• Description of the task: The stretch from the line with "Objective: locate each instance of the hat" through the line with "Objective: locate each instance of the woman with" in the records below: write it out exactly, and nothing else.

==*==

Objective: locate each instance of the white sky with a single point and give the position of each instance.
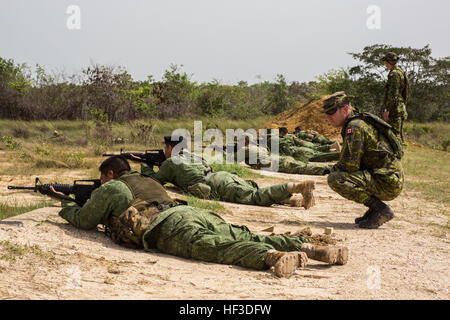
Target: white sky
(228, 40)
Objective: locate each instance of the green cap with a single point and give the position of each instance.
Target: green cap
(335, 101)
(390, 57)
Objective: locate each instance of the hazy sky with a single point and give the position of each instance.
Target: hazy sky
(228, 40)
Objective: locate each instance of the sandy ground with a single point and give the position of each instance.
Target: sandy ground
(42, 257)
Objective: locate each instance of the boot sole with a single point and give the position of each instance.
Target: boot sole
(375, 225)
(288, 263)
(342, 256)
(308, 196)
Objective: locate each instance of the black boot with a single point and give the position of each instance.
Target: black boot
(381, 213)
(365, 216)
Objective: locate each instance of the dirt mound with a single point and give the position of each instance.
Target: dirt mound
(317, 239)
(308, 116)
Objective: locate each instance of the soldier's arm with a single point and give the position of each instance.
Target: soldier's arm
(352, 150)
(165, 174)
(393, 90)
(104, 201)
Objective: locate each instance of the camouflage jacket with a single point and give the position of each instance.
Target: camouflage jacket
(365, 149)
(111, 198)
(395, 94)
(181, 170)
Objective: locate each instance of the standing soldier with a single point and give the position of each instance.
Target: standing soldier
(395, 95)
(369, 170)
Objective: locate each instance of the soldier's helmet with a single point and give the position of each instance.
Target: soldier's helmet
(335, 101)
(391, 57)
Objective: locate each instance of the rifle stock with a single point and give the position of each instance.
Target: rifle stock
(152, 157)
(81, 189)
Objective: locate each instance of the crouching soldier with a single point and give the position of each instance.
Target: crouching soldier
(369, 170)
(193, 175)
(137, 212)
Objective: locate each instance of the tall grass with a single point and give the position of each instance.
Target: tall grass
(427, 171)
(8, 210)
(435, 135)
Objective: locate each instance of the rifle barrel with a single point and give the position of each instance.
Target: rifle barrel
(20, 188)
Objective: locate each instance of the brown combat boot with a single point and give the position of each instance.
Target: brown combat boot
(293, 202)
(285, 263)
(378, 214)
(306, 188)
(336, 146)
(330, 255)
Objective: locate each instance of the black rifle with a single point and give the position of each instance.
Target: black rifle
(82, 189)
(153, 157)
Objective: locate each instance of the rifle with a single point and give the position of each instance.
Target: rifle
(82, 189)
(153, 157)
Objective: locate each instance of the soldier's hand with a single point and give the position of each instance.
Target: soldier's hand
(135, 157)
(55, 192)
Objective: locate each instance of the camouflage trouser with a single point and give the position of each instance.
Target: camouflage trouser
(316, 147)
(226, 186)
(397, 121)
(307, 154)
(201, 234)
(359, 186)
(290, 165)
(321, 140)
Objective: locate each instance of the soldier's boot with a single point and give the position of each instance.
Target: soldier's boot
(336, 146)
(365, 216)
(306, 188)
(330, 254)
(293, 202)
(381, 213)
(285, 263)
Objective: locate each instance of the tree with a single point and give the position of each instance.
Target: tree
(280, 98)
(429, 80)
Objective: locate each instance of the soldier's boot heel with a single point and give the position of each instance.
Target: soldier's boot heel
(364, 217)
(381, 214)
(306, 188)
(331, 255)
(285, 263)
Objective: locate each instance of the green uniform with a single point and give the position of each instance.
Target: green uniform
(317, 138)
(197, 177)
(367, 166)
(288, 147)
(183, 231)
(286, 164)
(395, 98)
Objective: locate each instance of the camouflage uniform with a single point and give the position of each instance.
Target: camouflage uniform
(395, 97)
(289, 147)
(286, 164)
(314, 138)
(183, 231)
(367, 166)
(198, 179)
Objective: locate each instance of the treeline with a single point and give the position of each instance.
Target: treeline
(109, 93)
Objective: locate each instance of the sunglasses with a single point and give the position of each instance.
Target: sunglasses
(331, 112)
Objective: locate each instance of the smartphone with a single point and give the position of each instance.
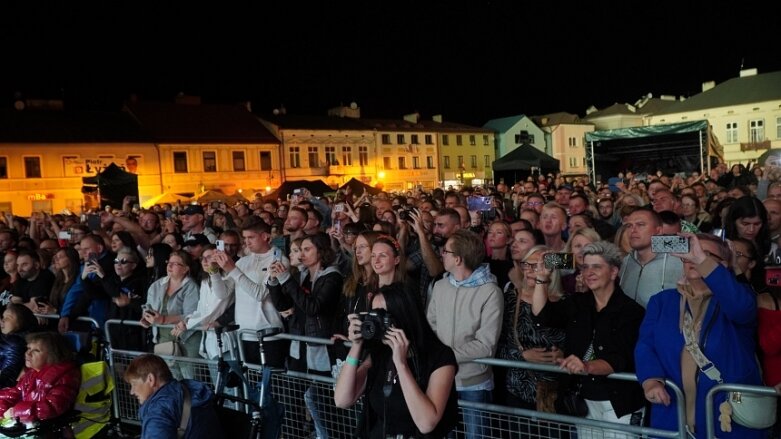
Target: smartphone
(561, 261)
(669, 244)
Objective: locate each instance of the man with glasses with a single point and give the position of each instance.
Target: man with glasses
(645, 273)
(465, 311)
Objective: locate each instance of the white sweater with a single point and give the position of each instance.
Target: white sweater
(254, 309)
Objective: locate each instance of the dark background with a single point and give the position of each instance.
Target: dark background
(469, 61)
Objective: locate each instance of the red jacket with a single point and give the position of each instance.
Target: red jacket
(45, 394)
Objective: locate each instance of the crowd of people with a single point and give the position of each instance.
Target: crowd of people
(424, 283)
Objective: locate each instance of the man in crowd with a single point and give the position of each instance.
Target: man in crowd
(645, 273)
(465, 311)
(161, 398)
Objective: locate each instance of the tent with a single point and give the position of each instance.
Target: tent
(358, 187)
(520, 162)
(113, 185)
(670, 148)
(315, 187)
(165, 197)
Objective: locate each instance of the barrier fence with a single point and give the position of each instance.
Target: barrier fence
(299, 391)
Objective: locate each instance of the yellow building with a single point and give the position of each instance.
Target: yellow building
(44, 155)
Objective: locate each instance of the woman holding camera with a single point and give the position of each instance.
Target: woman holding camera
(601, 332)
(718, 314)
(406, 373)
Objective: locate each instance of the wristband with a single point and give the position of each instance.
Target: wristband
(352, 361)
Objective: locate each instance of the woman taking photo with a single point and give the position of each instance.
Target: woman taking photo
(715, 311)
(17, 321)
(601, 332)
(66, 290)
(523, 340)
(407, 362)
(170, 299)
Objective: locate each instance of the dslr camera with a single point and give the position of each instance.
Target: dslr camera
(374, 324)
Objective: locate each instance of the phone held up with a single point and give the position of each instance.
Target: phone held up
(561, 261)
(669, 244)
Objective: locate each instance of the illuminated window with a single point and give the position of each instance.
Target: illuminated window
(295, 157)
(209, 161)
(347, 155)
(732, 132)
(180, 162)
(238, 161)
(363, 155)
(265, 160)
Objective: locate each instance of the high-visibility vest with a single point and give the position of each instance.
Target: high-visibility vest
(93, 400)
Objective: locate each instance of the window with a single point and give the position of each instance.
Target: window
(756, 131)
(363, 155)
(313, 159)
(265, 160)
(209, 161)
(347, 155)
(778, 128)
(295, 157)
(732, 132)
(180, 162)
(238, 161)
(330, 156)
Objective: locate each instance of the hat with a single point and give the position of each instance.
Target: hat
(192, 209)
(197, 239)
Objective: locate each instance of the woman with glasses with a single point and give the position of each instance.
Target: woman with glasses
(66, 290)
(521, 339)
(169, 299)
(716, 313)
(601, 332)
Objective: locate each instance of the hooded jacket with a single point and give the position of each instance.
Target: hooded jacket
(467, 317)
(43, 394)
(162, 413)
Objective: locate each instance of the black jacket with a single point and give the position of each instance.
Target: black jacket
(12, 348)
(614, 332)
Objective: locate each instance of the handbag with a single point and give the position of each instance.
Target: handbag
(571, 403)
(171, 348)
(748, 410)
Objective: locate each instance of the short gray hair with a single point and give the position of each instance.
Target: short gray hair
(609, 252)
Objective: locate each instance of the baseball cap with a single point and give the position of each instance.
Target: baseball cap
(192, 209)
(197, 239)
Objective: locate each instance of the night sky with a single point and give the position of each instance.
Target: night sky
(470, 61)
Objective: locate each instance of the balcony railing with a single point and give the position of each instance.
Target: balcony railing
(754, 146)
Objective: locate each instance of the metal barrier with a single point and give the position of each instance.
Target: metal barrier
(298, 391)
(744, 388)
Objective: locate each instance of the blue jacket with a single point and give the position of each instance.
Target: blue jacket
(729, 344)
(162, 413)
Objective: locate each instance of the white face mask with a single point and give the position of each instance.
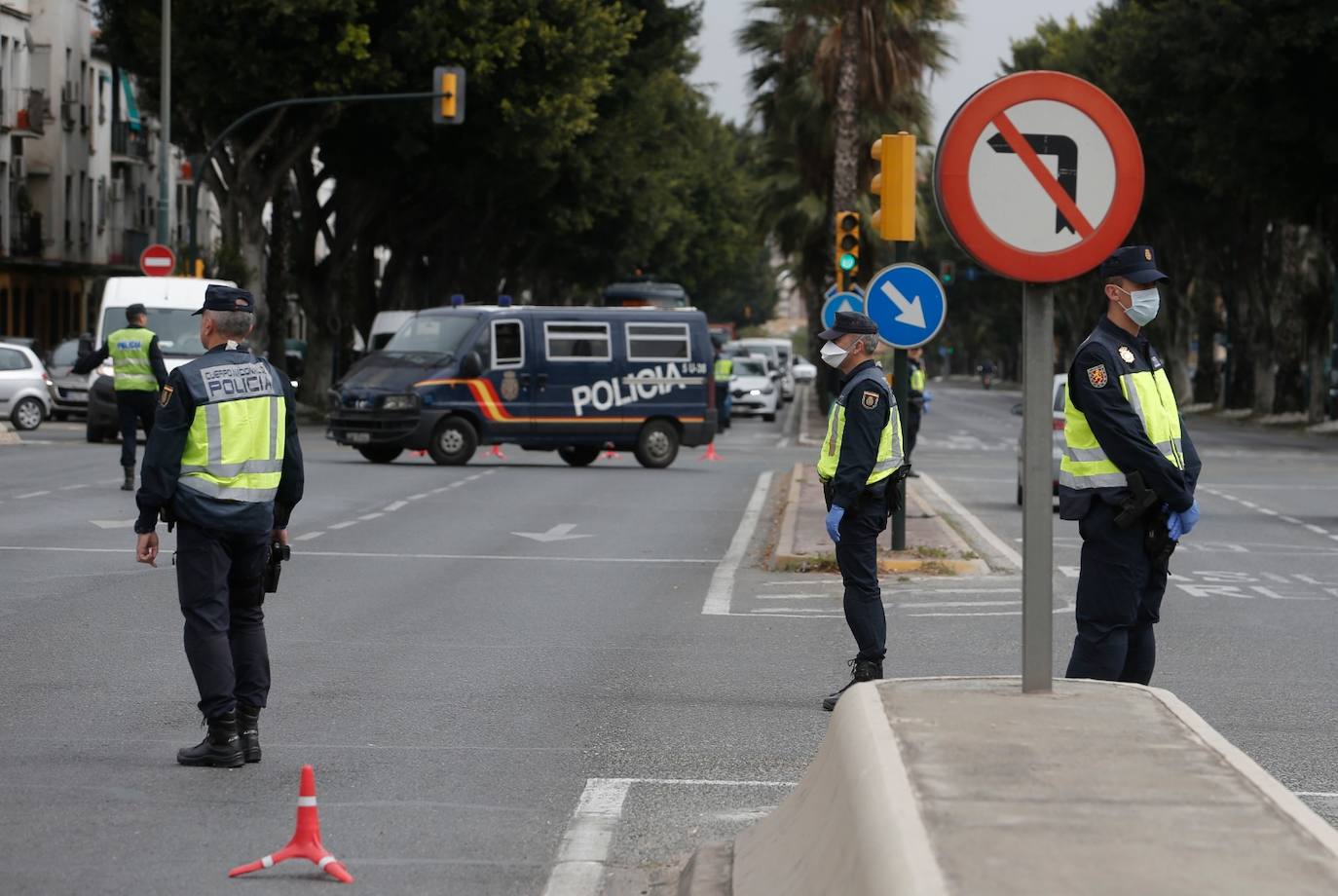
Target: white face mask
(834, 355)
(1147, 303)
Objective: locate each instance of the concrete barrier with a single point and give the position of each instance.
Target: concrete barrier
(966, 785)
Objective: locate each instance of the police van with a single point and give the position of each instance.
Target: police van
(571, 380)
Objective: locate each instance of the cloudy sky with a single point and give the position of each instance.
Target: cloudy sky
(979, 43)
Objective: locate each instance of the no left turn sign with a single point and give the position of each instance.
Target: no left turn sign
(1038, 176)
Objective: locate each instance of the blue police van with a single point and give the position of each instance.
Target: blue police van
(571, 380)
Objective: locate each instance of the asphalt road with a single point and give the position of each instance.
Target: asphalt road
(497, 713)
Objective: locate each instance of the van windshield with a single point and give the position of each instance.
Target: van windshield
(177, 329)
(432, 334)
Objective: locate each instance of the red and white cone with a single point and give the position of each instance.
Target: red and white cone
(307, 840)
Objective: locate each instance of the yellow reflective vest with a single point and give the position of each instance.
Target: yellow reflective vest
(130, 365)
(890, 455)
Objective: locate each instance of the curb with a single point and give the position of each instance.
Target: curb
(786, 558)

==*==

• Response area:
Objective: locate each instance of the hat with a single point and give the position of each instance.
Target: hat
(192, 209)
(197, 239)
Objective: locate each instance of the woman with glasses with a single point and give the position of each instance.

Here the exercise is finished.